#### [Exercise instructions]
Rewrite every item below so that "pick out each instance" becomes "locate every instance" wherever it appears, leaving everything else unchanged.
== Records for processing
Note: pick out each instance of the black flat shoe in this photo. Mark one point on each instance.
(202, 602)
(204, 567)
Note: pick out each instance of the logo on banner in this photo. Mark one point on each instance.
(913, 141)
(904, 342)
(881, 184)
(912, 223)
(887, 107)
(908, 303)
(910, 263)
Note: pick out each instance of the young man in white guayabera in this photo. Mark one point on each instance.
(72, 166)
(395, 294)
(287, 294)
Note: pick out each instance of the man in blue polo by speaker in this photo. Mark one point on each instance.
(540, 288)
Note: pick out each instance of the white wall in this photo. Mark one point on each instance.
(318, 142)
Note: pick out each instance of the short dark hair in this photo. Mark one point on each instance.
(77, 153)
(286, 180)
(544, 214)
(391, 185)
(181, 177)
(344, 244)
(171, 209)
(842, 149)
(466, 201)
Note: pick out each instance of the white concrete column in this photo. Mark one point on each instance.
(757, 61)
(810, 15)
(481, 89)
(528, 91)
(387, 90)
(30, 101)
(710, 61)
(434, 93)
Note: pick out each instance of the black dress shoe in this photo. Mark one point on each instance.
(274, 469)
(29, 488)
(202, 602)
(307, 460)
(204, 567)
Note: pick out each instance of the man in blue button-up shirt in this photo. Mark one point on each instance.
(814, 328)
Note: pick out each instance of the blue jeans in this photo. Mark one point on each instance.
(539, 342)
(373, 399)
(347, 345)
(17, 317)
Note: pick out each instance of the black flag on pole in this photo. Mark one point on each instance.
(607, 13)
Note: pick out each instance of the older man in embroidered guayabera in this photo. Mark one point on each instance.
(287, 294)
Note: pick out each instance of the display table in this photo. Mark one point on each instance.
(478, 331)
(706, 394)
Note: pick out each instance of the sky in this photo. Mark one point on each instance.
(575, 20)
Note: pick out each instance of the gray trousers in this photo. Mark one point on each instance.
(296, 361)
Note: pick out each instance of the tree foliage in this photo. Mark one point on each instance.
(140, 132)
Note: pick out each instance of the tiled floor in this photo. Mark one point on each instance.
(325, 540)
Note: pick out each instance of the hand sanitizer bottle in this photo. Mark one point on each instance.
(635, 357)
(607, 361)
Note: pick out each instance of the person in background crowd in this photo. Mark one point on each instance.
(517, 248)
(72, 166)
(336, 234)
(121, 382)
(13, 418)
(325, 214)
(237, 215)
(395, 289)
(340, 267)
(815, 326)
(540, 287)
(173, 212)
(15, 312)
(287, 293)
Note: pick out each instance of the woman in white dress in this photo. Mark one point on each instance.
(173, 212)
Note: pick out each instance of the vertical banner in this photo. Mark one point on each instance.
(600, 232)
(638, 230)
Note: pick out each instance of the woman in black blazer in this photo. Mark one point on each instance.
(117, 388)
====
#### [Solution to the exercise]
Note: locate every instance of the black flat shoe in this photo. Mark one point on each instance.
(202, 602)
(204, 567)
Note: locate every instance of the logo on banner in this photo. Mark one point on each instance.
(913, 141)
(904, 342)
(881, 184)
(912, 223)
(887, 107)
(908, 303)
(910, 263)
Note: locate every instance of the young man in white guayabera in this photo. Mark one point on each instance.
(72, 166)
(395, 294)
(287, 294)
Note: locate every instance of the man in blue polo by speaker in this photo. Mark one point on each instance.
(540, 288)
Note: locate every instance of the white wall in this photo. Mark one point on each instance.
(318, 142)
Note: locate every instance of the short dark hair in this photo. Mark one point on each instance.
(77, 153)
(286, 180)
(544, 214)
(391, 185)
(181, 177)
(344, 244)
(171, 209)
(842, 149)
(466, 201)
Note: locate every instance of the white concrete column in this photo. Mark one point on each instance.
(757, 61)
(810, 15)
(481, 89)
(528, 91)
(387, 90)
(30, 101)
(710, 61)
(434, 93)
Note: locate every instance of the black dress shoe in this photo. Mark one point on each instance.
(274, 469)
(29, 488)
(202, 602)
(307, 460)
(204, 567)
Note: locate every instance of the man in blue button-up shirt in this photo. Mark one point on each instance.
(814, 328)
Note: locate every instance of the blue jeans in this photo. Mark one point on each instance.
(539, 342)
(373, 399)
(347, 345)
(17, 317)
Note: locate every instance of the black flag on pole in this photo. Mark one point on each instance.
(607, 13)
Note: locate every instance of the older man in embroidered guayabera in this photo. Mark one point on each instance.
(287, 294)
Note: locate every instance of the display table in this photo. Mark one point on each instance.
(478, 331)
(706, 394)
Note: locate every instance of the sky in this photo. Mark one point on each instance.
(575, 20)
Note: locate every instance of the gray trousers in this photo. Mark one point on each instance.
(296, 361)
Note: locate every instance of the tree foliage in this photo. Mark one point on each instance.
(140, 132)
Note: locate every instance of the tiled floor in this photo. Mark one point on each instance.
(325, 540)
Note: locate every instance of the hand sanitizer bottle in this photo. Mark one point on each instance.
(635, 357)
(607, 361)
Note: locate every instance of the person in background crowd in this photo. Mark one point on each instance.
(517, 248)
(72, 166)
(336, 234)
(121, 382)
(13, 418)
(325, 214)
(237, 215)
(395, 289)
(340, 267)
(815, 326)
(540, 287)
(173, 212)
(15, 312)
(287, 293)
Note: locate every instance of the woman in white dress in this photo. Mark one point on each instance.
(173, 212)
Note: locate every instance of the vertical banner in this photo. Mark one point on each instance.
(600, 232)
(638, 230)
Note: locate every instance of the woman in black blazer in this photo. Mark one point on each instance.
(117, 388)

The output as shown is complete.